## [What you should do]
Rewrite all of the records with "rough mask" replaced by "coarse mask", keeping everything else the same.

[Data records]
◇ ◇ ◇ ◇

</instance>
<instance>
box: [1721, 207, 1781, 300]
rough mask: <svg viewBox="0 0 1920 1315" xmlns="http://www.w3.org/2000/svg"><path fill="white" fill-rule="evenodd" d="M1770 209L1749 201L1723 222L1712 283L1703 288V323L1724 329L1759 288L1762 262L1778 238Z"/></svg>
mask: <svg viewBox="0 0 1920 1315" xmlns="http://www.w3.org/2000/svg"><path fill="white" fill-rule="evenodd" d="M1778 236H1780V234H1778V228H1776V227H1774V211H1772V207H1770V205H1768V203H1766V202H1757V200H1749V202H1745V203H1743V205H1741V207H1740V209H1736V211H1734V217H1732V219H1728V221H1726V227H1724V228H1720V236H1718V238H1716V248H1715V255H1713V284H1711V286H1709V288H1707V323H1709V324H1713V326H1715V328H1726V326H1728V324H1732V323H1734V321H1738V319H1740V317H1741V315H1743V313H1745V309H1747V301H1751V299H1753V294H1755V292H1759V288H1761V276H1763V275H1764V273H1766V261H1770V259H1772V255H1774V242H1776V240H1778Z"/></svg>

◇ ◇ ◇ ◇

## [Output of the exercise]
</instance>
<instance>
box: [1721, 207, 1781, 300]
coarse mask: <svg viewBox="0 0 1920 1315" xmlns="http://www.w3.org/2000/svg"><path fill="white" fill-rule="evenodd" d="M1770 209L1749 201L1723 222L1712 283L1703 288V323L1724 329L1759 288L1762 262L1778 238Z"/></svg>
mask: <svg viewBox="0 0 1920 1315" xmlns="http://www.w3.org/2000/svg"><path fill="white" fill-rule="evenodd" d="M1778 236H1780V234H1778V228H1776V227H1774V211H1772V207H1770V205H1768V203H1766V202H1757V200H1749V202H1745V203H1743V205H1741V207H1740V209H1736V211H1734V217H1732V219H1728V221H1726V227H1724V228H1720V236H1718V238H1716V248H1715V255H1713V284H1711V286H1709V288H1707V323H1709V324H1713V326H1715V328H1726V326H1728V324H1732V323H1734V321H1738V319H1740V317H1741V315H1743V313H1745V309H1747V301H1751V299H1753V294H1755V292H1759V288H1761V276H1763V275H1764V273H1766V261H1770V259H1772V255H1774V242H1776V240H1778Z"/></svg>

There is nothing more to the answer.